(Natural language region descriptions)
====
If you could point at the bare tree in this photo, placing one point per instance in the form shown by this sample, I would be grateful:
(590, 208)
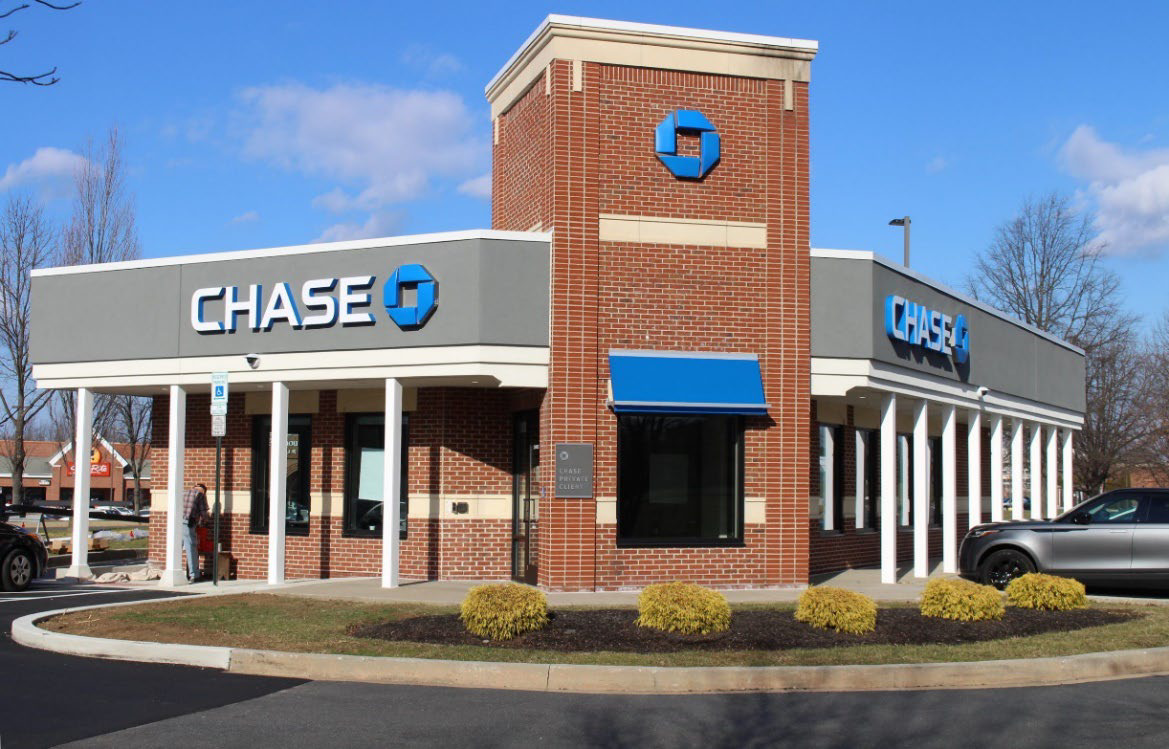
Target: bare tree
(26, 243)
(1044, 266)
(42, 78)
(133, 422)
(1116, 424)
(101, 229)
====
● YOUR TASK:
An exact copy of every entry above is required, without the pictures.

● RESULT BELOW:
If you could point at the bare tree in this photo, placing one point per instance in the form shown by this sample, I would be grateful:
(590, 208)
Target: bare tree
(26, 243)
(1044, 266)
(42, 78)
(133, 422)
(1116, 424)
(101, 229)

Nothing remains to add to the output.